# you guys are amazing



## cimalee (Apr 17, 2003)

Iam a blazers fan , I love the way the spurs play , Im rooting for yall to win this title continue shutting teams down


----------



## Starks (Feb 22, 2004)

The Spurs looked very impressive during their first round series. Everytime Memphis came back SA answered. Next round, once they have a lead the can't afford to let the other team narrow the margin. Parker had a great first round.


----------



## Luiz_Rodrigo (Dec 2, 2003)

> Originally posted by <b>cimalee</b>!
> Iam a blazers fan , I love the way the spurs play , Im rooting for yall to win this title continue shutting teams down


Thanks for teh support cimalee!

Good luck to Portland next season.


----------



## Drewbs (Feb 16, 2004)

Agreed, I'm a Mavs fan but I thouroughly believe that no team in the west can beat the Spurs in a 7 game series. Not even the T-Wolves or the Lakers. Parker is turning out to be really great for this team, and Duncan has been his usual brilliant self.


----------



## KokoTheMonkey (Aug 4, 2003)

Thanks for the good word on the Spurs.:yes: 



We (Or I) have to put up with so much garbage from others, that it's a good feeling knowing that there are people who respect the Spurs.


----------



## cimalee (Apr 17, 2003)

The spurs are what championship is suppose to be . A team with no egos I hope my blazers could be the team you guys are one day .

Problem to work on:
Pick up the fan forum thread praising the Spurs where it ends, and write more posts for it. The data entries that come next aren't needed for this.

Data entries
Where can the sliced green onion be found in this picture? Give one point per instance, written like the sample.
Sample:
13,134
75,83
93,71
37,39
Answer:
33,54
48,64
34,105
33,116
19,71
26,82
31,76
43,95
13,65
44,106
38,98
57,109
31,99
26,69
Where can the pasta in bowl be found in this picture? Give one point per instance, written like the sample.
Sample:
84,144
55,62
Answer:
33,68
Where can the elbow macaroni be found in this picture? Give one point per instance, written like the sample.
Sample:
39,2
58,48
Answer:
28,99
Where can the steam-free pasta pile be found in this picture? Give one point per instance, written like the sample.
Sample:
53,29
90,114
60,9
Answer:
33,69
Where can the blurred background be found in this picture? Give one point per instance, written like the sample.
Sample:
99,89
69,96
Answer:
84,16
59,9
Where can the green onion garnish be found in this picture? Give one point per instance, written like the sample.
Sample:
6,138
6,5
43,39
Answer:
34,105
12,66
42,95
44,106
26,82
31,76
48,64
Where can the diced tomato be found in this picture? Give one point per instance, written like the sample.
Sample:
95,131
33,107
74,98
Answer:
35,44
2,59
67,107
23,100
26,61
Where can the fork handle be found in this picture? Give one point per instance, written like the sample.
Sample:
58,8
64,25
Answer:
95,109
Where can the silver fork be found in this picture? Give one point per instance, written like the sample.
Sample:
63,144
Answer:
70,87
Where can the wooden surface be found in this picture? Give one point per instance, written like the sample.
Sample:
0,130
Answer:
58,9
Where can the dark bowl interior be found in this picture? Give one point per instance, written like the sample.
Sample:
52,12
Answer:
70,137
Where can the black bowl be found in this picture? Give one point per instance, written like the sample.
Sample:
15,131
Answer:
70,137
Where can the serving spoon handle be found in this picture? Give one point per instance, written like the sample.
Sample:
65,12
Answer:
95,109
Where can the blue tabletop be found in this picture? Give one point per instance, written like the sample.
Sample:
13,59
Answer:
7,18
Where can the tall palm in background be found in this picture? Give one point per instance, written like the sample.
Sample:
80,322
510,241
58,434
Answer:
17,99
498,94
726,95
...
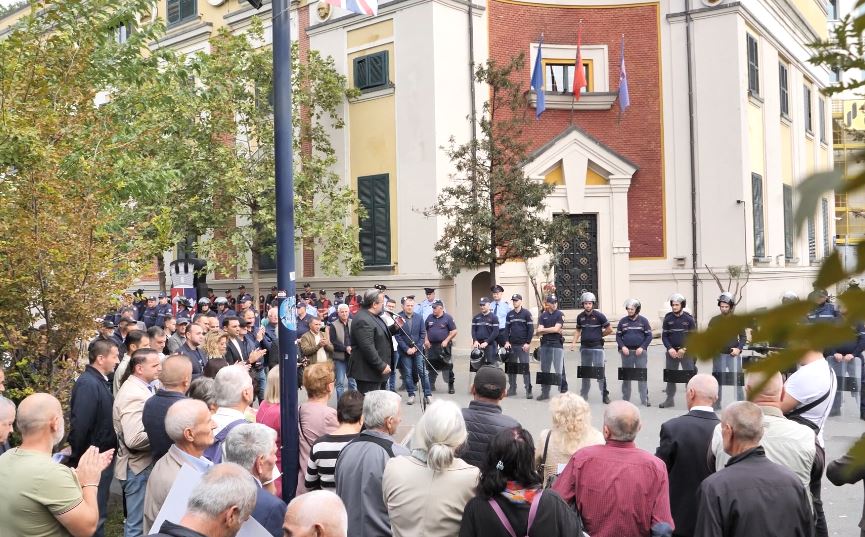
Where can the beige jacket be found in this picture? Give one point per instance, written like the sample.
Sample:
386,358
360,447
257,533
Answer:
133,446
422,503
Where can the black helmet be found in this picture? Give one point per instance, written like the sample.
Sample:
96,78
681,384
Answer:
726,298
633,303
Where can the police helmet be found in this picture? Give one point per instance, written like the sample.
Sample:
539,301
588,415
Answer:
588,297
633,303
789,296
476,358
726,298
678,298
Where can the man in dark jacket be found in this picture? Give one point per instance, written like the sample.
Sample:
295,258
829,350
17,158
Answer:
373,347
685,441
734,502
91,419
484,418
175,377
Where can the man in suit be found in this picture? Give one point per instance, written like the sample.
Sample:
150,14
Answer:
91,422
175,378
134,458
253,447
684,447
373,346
--
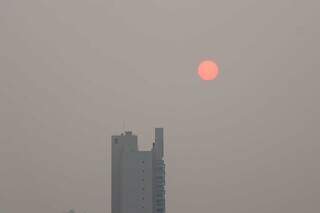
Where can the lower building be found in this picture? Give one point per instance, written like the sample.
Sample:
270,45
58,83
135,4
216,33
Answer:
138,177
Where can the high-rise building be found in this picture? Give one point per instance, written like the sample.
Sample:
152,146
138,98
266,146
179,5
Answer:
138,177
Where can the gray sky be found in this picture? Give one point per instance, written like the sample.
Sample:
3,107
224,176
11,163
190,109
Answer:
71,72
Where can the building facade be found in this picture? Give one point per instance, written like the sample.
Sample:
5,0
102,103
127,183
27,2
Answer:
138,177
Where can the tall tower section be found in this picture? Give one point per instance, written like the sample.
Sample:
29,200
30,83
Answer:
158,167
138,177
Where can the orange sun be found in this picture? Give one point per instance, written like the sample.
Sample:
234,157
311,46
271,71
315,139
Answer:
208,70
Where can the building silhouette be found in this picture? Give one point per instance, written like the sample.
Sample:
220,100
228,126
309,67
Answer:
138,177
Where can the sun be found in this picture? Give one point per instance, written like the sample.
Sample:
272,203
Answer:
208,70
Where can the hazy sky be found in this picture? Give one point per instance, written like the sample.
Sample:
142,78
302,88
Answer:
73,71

The response:
----------



## cimalee (Apr 17, 2003)

The spurs are what championship team is suppose to be . A team with no egos I hope my blazers could be the team you guys are one day .


----------



## Marcus13 (Jul 17, 2002)

I'll be honest with ya'll.

Last year I thought the Spurs were just a BORING fundamental team;

But this year its not the case, watching this series
Parker is SOO fun to watch
Ginobli and Turkolgu and even Bowen are fun to watch when they hit shots

It was just an all around fun series (sorry Memphis fans) I would much rather have the Spurs win then the Lakers or T-Wolves


----------



## cimalee (Apr 17, 2003)

crush those smelly lakers


----------



## texan (Jul 10, 2003)

hopefully so; nice to know someone appreciates our team


----------



## Starks (Feb 22, 2004)

After reading the Lakers/Spurs playoff thread many posters believe the Spurs will win the series. I agree with them. It may be a best of seven but they are more than capable of beating the Lakers in a playoff series. Parker is going to be an x-factor. He needs to continue to play at a high level if the team wants to win.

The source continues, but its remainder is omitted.